There's a specific moment in most failed products where the path gets set. It happens before the most senior engineers are involved. Someone shows an AI-generated demo. An executive gets excited. Large numbers get multiplied, demonstrating enormous market potential. A commitment is made - to a team, a board, the first clients. By the time the senior engineers hear about it, the answer is already yes.
This is not a communication failure. It's a structural one. The people closest to the technical reality are not the people who carry the narrative into decision-making rooms. Enthusiastic executives are. The engineer who would have said "this breaks at scale" or "that demo hid three critical assumptions" is back at their desk, not in the meeting.
Months later, when the product falls short, the failure gets attributed to implementation. Or the market just wasn't ready. Or both. The original promise is rarely examined. No-one revisits those large numbers that were multiplied. This protects the decision-maker and punishes the team that had to execute against an impossible brief.

Information provided —
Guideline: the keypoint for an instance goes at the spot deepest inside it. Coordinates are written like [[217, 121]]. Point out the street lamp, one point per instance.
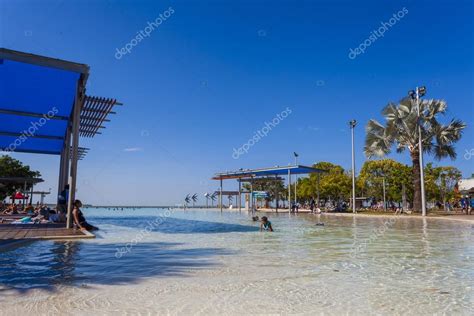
[[352, 125], [415, 95]]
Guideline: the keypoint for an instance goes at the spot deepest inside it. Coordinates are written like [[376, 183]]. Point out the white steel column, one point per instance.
[[74, 157]]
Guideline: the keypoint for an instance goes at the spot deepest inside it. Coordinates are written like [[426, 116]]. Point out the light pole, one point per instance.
[[415, 95], [352, 125]]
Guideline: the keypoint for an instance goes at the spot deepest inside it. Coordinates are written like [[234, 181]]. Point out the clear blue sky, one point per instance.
[[214, 72]]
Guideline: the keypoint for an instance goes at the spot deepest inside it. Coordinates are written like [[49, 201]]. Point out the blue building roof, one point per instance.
[[37, 96], [275, 171]]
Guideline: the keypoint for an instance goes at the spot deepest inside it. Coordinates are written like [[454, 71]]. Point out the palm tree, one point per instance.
[[401, 131], [213, 198]]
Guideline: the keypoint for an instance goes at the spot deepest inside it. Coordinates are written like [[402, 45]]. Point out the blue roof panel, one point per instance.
[[37, 89], [33, 145], [33, 89]]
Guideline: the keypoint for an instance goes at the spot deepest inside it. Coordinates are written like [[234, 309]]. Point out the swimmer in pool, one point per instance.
[[265, 224]]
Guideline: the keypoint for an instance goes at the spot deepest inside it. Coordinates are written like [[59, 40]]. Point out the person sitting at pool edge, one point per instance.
[[79, 218], [265, 224]]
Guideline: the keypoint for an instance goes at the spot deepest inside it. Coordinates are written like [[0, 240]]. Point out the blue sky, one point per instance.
[[214, 72]]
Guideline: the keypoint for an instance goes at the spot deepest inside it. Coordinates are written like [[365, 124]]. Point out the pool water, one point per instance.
[[175, 262]]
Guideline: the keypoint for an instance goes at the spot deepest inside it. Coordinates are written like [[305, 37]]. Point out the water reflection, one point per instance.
[[48, 265]]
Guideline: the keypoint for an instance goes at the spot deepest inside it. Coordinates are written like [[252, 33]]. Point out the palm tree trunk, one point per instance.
[[415, 158]]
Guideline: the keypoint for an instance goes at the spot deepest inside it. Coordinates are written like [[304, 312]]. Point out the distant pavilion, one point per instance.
[[275, 174]]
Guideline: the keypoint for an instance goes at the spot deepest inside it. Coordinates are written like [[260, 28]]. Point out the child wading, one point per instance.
[[265, 224]]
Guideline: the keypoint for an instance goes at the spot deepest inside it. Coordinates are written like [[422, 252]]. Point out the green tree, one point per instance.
[[10, 167], [397, 176], [401, 131]]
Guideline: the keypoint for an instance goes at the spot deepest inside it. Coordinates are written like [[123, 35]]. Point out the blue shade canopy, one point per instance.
[[37, 97], [276, 171]]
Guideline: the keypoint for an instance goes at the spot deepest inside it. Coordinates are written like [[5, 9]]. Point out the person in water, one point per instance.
[[265, 224], [79, 218]]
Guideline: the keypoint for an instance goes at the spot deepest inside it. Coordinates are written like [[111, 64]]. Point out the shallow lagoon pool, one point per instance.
[[155, 261]]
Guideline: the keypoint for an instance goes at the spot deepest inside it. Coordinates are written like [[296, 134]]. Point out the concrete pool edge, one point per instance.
[[464, 218]]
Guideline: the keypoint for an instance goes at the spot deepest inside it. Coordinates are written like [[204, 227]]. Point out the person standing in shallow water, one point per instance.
[[79, 218], [266, 225]]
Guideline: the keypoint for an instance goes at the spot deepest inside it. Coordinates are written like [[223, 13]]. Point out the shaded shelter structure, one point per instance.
[[275, 173], [44, 109], [22, 182]]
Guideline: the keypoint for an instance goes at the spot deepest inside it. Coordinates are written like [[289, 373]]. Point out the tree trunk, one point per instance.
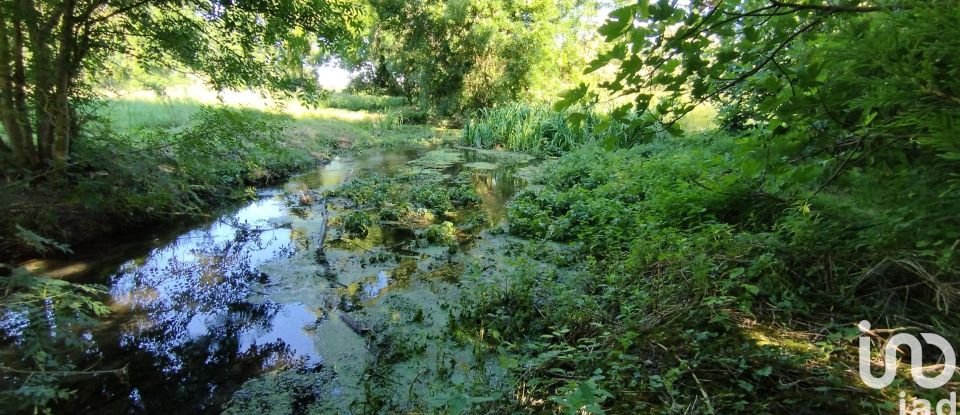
[[62, 114], [13, 107]]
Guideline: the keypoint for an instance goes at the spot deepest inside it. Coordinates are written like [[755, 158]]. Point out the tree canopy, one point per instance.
[[50, 50]]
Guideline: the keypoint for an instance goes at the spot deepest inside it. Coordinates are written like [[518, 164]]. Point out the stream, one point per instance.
[[261, 288]]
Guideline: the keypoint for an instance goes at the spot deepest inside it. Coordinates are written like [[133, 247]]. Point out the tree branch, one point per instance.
[[829, 8]]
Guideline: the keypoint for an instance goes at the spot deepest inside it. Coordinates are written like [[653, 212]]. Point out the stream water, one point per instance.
[[198, 313]]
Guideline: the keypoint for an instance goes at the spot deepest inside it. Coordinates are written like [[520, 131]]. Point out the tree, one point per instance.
[[49, 48], [457, 55], [822, 86]]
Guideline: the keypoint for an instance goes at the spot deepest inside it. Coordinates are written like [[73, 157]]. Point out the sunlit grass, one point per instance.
[[366, 122]]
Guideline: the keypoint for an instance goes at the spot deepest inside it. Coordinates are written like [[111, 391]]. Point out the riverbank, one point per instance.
[[174, 159]]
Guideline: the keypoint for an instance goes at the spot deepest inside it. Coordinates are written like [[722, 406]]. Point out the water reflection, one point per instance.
[[194, 319]]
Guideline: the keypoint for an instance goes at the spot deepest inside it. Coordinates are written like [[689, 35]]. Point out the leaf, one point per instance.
[[570, 97], [617, 22]]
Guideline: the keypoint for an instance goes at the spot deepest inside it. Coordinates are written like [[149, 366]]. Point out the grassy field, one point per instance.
[[357, 122]]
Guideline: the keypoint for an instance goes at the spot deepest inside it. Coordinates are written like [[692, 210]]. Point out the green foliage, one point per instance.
[[150, 175], [680, 255], [519, 127], [454, 55], [50, 50], [362, 102], [442, 234], [46, 329], [357, 224]]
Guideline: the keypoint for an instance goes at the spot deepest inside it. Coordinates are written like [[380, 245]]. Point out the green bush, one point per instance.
[[682, 256]]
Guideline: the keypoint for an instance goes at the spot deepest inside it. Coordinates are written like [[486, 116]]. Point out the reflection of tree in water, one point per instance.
[[181, 324], [495, 187]]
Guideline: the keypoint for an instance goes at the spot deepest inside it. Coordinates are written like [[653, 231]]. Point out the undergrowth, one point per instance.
[[148, 175], [697, 293]]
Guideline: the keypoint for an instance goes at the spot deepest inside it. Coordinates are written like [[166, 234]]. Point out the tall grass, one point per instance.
[[362, 102], [539, 130], [526, 128]]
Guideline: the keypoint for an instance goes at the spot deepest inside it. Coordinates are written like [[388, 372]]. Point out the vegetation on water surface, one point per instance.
[[654, 266]]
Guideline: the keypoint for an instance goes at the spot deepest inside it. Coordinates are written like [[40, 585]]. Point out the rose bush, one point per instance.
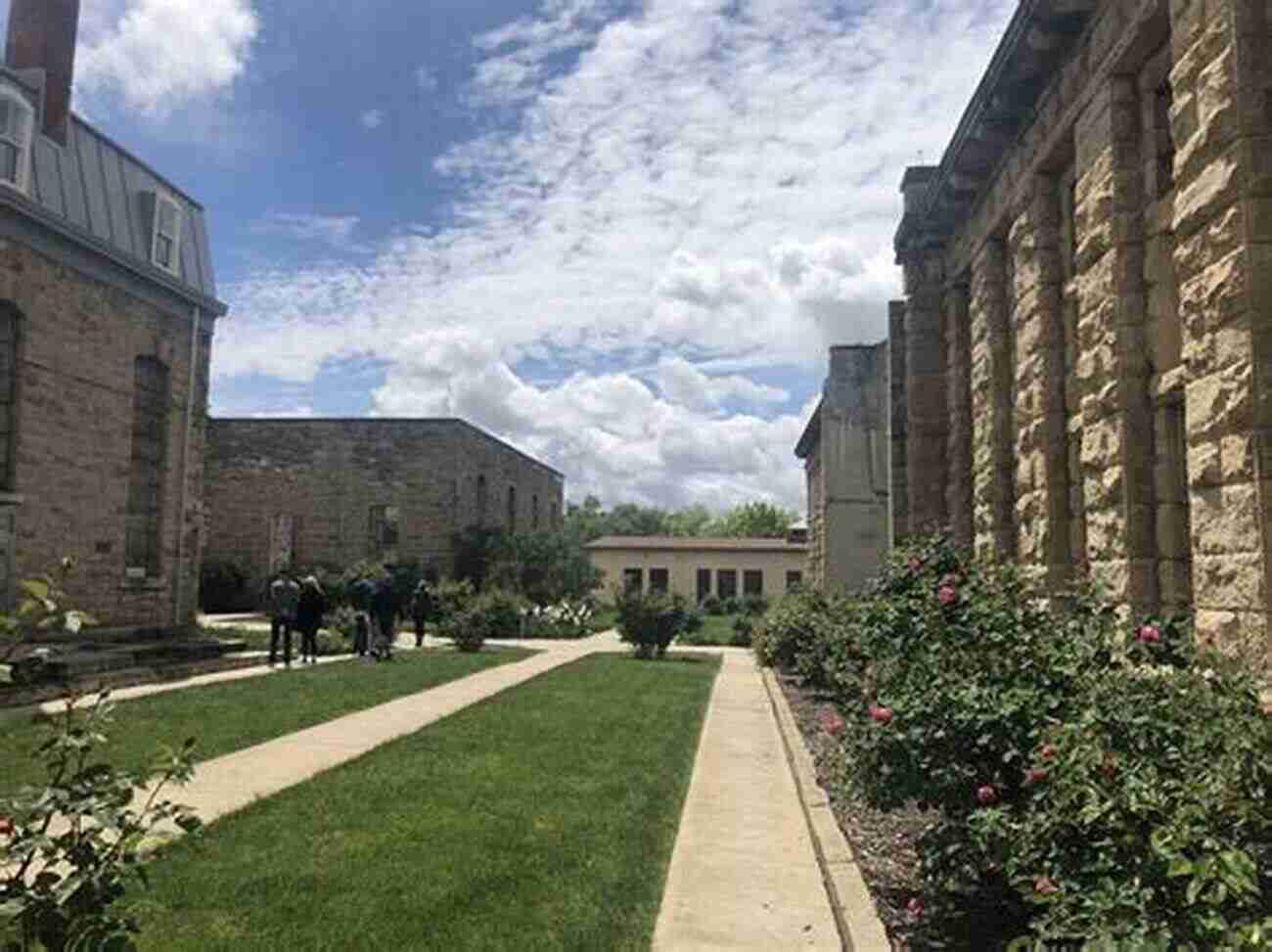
[[1101, 783]]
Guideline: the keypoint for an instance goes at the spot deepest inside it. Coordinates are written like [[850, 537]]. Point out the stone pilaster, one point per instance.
[[1112, 367], [958, 397], [898, 430], [1221, 126], [925, 392], [992, 428], [1041, 431]]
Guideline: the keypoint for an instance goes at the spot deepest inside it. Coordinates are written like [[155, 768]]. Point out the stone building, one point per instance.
[[696, 567], [305, 491], [1088, 322], [846, 449], [107, 305]]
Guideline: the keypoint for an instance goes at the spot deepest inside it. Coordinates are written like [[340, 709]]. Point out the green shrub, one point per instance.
[[492, 613], [1094, 781], [650, 620], [223, 587]]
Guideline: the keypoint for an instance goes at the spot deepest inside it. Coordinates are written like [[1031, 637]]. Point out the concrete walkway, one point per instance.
[[743, 872], [233, 781]]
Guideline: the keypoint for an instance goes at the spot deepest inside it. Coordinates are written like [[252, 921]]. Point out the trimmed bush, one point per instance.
[[650, 620]]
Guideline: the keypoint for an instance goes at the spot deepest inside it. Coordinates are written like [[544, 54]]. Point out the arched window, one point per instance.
[[145, 475], [16, 121]]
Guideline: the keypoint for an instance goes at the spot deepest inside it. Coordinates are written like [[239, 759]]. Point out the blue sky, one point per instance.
[[618, 233]]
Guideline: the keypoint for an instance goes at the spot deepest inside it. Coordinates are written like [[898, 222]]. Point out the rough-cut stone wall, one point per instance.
[[327, 475], [897, 424], [77, 340], [1117, 237], [1222, 232], [927, 393], [1041, 423], [958, 398], [992, 406]]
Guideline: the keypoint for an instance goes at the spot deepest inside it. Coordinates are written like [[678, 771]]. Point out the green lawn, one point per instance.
[[237, 714], [541, 819], [716, 630]]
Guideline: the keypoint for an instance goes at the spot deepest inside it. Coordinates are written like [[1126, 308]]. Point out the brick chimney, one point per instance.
[[42, 37]]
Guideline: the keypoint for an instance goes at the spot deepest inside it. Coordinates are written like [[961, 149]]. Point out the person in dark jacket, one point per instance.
[[423, 604], [385, 610], [360, 596], [309, 612]]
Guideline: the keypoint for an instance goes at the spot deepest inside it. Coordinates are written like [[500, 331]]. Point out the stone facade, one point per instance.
[[338, 491], [105, 345], [844, 449], [1089, 307]]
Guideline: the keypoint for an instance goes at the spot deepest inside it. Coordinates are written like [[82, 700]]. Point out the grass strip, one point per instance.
[[541, 819], [236, 714]]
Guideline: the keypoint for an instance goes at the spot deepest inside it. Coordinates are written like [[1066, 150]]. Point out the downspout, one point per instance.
[[192, 376]]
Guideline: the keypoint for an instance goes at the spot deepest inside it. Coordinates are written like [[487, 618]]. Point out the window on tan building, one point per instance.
[[147, 469]]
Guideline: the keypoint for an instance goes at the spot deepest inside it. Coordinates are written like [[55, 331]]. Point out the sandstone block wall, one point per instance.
[[317, 481], [1089, 303], [67, 491]]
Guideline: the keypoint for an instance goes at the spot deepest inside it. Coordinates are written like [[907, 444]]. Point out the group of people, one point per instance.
[[300, 606]]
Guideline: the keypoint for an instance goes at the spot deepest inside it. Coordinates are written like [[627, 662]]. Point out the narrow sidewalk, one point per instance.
[[743, 872], [233, 781]]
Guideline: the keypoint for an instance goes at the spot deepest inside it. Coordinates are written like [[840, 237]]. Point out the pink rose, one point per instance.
[[1044, 884], [831, 720], [878, 713]]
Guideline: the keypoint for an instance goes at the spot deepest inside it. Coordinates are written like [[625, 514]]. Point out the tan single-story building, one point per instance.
[[698, 567]]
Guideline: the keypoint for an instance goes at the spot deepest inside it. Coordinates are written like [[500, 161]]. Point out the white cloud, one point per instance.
[[336, 231], [681, 382], [425, 79], [157, 55], [704, 183]]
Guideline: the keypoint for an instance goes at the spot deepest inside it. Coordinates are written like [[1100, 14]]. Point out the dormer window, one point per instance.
[[165, 244], [16, 119]]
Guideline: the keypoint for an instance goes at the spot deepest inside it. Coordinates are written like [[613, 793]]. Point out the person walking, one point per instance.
[[423, 602], [360, 596], [284, 593], [385, 610], [309, 610]]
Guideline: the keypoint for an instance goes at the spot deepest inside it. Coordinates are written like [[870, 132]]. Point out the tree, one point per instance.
[[757, 521]]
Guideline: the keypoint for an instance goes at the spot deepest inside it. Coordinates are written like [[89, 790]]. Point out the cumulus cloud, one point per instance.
[[157, 55], [704, 189]]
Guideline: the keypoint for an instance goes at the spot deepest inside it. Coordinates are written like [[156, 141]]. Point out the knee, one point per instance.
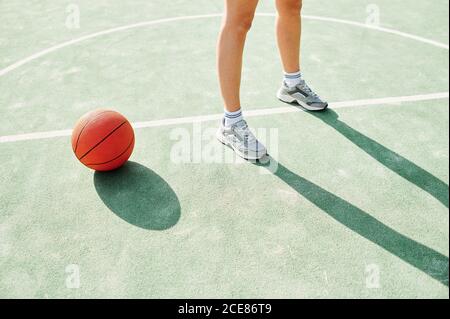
[[290, 7], [240, 24]]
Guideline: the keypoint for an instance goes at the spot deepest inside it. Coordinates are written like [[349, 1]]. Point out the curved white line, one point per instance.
[[37, 55], [398, 100]]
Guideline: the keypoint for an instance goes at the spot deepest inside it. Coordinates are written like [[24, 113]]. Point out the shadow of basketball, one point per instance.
[[139, 196]]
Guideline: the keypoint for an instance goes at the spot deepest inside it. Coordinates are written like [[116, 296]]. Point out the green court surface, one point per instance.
[[358, 204]]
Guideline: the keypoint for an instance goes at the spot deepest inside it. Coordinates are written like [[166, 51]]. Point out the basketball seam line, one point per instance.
[[128, 147], [112, 132], [87, 123]]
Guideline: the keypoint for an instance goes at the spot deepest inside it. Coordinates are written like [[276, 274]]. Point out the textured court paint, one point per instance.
[[69, 43], [264, 240], [216, 117]]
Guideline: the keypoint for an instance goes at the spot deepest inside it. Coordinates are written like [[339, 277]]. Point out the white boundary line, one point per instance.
[[37, 55], [261, 112]]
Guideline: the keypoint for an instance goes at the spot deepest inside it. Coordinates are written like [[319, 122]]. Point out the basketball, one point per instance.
[[103, 140]]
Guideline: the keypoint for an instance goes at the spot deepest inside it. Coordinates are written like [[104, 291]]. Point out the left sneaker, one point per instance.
[[303, 95]]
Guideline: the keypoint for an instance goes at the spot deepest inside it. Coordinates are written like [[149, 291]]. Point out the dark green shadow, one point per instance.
[[423, 258], [395, 162], [139, 196]]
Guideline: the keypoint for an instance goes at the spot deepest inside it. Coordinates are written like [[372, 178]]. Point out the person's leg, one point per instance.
[[289, 27], [237, 22], [234, 130]]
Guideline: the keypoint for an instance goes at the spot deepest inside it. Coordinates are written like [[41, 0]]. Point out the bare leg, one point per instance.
[[288, 29], [237, 22]]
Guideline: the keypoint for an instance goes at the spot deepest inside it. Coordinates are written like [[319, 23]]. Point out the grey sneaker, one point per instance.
[[303, 95], [241, 140]]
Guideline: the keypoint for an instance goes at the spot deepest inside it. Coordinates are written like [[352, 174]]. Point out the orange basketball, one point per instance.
[[103, 140]]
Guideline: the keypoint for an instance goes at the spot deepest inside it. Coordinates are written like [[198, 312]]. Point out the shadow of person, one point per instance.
[[139, 196], [431, 262], [395, 162]]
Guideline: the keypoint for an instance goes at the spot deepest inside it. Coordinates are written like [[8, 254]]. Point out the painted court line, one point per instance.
[[252, 113], [42, 53]]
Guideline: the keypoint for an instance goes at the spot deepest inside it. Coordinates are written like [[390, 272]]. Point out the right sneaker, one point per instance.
[[303, 95], [241, 140]]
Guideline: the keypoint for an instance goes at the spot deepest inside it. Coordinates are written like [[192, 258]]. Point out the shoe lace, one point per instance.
[[304, 87], [244, 131]]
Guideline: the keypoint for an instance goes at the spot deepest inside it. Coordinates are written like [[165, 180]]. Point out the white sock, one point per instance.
[[292, 79], [232, 118]]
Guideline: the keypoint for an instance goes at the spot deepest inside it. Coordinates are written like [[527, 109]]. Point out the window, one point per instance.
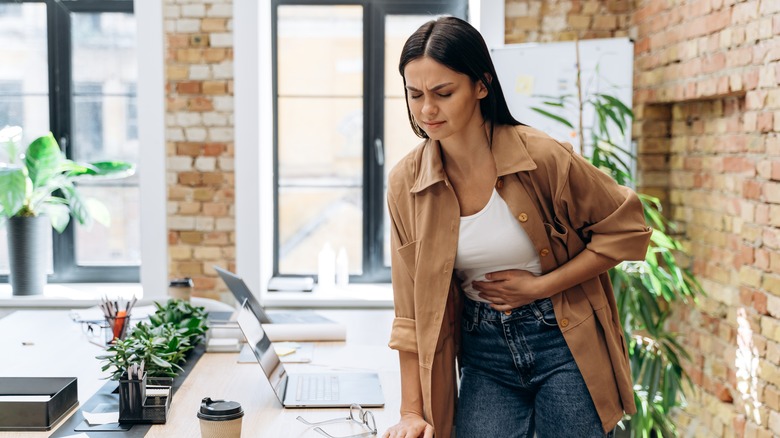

Tasks to perform —
1) Please reproduce the passage on failed products word for word.
2) Rewrite the listing from the line containing "like [[239, 759]]." through the line containing "[[618, 233]]", keeping the request line unchanged and shifting every coordinate in the answer by 109.

Solutions to the problems —
1)
There's a specific moment in most failed products where the path gets set. It happens before the most senior engineers are involved. Someone shows an AI-generated demo. An executive gets excited. Large numbers get multiplied, demonstrating enormous market potential. A commitment is made - to a team, a board, the first clients. By the time the senior engineers hear about it, the answer is already yes.
This is not a communication failure. It's a structural one. The people closest to the technical reality are not the people who carry the narrative into decision-making rooms. Enthusiastic executives are. The engineer who would have said "this breaks at scale" or "that demo hid three critical assumptions" is back at their desk, not in the meeting.
Months later, when the product falls short, the failure gets attributed to implementation. Or the market just wasn't ready. Or both. The original promise is rarely examined. No-one revisits those large numbers that were multiplied. This protects the decision-maker and punishes the team that had to execute against an impossible brief.

2)
Guideline: the keypoint for an instance goes at the spot deepest inside it. Coordinates are written like [[239, 759]]. Point out the blue sky, one point per instance.
[[727, 342]]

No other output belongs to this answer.